En France, les colons vikings de la Loire vont se faire éliminer par les Bretons mais ceux établis en Normandie vont se fixer et faire souche. Afin de commercer plus facilement, les vikings prennent femme parmi les Francs et se convertissent en masse. Leur art va se fondre dans l’artisanat local en apportant aux habitants de la région leur expertise maritime, ce dont bénéficiera plus tard Guillaume le Conquérant.

A l’orée du XIè siècle, l’afflux de peuplement viking va se tarir : aux tribus indépendantes succèdent de véritables Etats, Norvège et Danemark qui vont faire de l’Angleterre une colonie de peuplement pour près d’un siècle. En Francie, les Normands font désormais partie de la population locale et seule demeure pour différence une toponymie qui fait abonder les noms de lieux en -fleur que l’on ne trouve nulle part ailleurs dans le pays, le terme de vieux norrois « flói » qui signifie « rivière, flux » et par extension « port » étant son origine la plus probable. L’apport viking dans la population franque est la dernière qui se fasse par invasion : à partir de maintenant, les francs puis les français vont agrandir leur peuple par une extension géographique du pays vers l’Est pour les siècles à venir. Il faut bien se souvenir qu’au moment de la cession du bassin de la Seine au bénéfice de Rollon en 911, les frontières de la Francie occidentale sont loin d’être celles actuelles : les Flandres et la Catalogne font partie du royaume mais Brest, Metz, Strasbourg, Lyon, Grenoble, Marseille et Nice sont en terre étrangère et la géographie va faire que c’est vers l’Est que les frontières vont être lentement repoussées au fil des siècles.

Mais pour le moment, les rois ont d’autres chats à fouetter. Parvenir à se maintenir en place est déjà un travail à plein temps et s’assurer de la bonne transmission de la couronne est une tâche ardue, surtout au Xè siècle ou carolingiens et Robertiens vont alterner sur le trône.

Les Robertiens ne viennent pas de rien. La famille est d’origine neustrienne et compte des carolingiens dans leur arbre, par les femmes notamment, ce qui leur confère une aura de légitimité en cas de défaillance carolingienne à la couronne. Mais ils ne constituent pas financièrement et militairement la famille la plus puissante : les ducs de Normandie, d’ Aquitaine et surtout le comte de Champagne sont plus richement dotés sans pour autant avoir une taille critique leur permettant d’espérer plus, et ce d’autant plus que chacun met un point d’honneur à ne pas laisser les autres gagner plus d’influence. C’est ce qui permet aux derniers carolingiens de se maintenir à peu près au pouvoir, usant d’alliances régulières et alternatives, soutenus par les robertiens dont le domaine patrimonial est trop réduit pour devenir une menace à long terme : au Xè siècle, leur influence politique directe porte sur la région entre Paris et Orléans ainsi qu’aux alentours de Soissons.

§ ENTRÉES FOURNIES:

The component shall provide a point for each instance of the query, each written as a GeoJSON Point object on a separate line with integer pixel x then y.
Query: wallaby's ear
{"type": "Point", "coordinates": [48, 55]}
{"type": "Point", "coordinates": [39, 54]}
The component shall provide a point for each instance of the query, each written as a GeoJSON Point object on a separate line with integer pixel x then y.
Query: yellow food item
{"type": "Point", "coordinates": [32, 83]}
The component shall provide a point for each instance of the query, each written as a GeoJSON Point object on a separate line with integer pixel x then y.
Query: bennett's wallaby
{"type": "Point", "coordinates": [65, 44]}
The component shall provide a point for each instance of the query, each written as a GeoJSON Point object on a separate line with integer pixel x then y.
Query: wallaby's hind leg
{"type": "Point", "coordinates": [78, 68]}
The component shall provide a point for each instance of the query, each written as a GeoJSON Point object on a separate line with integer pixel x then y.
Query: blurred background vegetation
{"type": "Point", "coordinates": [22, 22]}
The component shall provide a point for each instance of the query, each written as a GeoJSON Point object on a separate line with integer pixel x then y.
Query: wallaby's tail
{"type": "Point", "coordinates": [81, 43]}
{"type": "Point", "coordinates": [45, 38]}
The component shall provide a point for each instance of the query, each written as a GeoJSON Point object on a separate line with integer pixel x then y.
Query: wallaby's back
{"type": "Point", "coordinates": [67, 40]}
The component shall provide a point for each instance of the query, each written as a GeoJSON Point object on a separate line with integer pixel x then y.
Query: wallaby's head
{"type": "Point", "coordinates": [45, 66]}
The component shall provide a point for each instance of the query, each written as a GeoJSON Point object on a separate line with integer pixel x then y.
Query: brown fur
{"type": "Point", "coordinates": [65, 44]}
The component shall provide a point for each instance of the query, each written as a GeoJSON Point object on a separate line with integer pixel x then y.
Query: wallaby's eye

§ SÉRIE DE TÂCHES:
a: Renvoyez à l'identique l'extrait du passage choisi qui commence à « En France, les » et se termine à « Guillaume le Conquérant. ».
b: Donnez le nombre de lignes des entrées qui contiennent la chaîne « wallaby », en tenant compte de la casse. Répondez uniquement par ce nombre.

§ SÉRIE DE RÉPONSES:
a:
En France, les colons vikings de la Loire vont se faire éliminer par les Bretons mais ceux établis en Normandie vont se fixer et faire souche. Afin de commercer plus facilement, les vikings prennent femme parmi les Francs et se convertissent en masse. Leur art va se fondre dans l’artisanat local en apportant aux habitants de la région leur expertise maritime, ce dont bénéficiera plus tard Guillaume le Conquérant.

b: 7